RECORDS FOR THE EXERCISE>

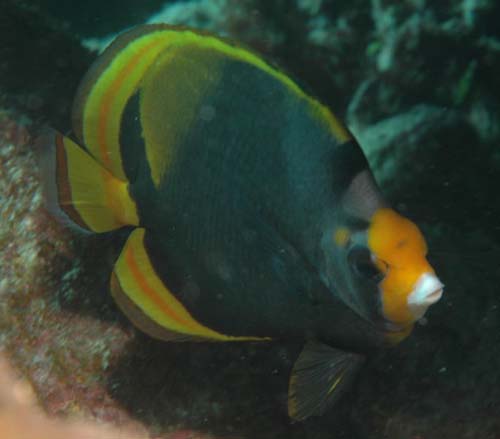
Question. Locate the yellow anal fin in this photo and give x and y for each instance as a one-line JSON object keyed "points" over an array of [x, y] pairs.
{"points": [[149, 304], [320, 375], [81, 190]]}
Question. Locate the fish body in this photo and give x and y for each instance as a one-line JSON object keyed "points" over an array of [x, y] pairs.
{"points": [[254, 214]]}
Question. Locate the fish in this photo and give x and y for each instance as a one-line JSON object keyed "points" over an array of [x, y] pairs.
{"points": [[251, 210]]}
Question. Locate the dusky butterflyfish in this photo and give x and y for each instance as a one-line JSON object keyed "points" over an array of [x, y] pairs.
{"points": [[252, 209]]}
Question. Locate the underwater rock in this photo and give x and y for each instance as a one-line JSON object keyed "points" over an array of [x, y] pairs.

WHAT IS NEEDED> Replace "Locate" with "Find" throughout the records above and give them back otherwise unchanged. Leave the pictures out.

THE COMPLETED TASK>
Question. Find the yellow anal fin in this photo and give x and y for each instance as a one-line JSON object keyed "points" over an array of [x, y] pairs.
{"points": [[149, 304], [320, 375], [81, 190]]}
Question. Find the fish body in this photo and give x and y for each instance as a one-line JSON object keyed "points" over an array of [x, y] pairs.
{"points": [[254, 214]]}
Question. Find the fish in this photo and give x and y for each instance as a one-line JSON object keyed "points" over an array of [x, y] pairs.
{"points": [[251, 210]]}
Question. Find the dusky butterflyfish in this photo and give x and y for each instance as a one-line JSON object keyed "points" over an array of [x, y] pairs.
{"points": [[252, 209]]}
Question. Find the underwater rock in this photo and give x and y for each instance as a one-line JSON object keyed "points" over an array of [x, y] pairs.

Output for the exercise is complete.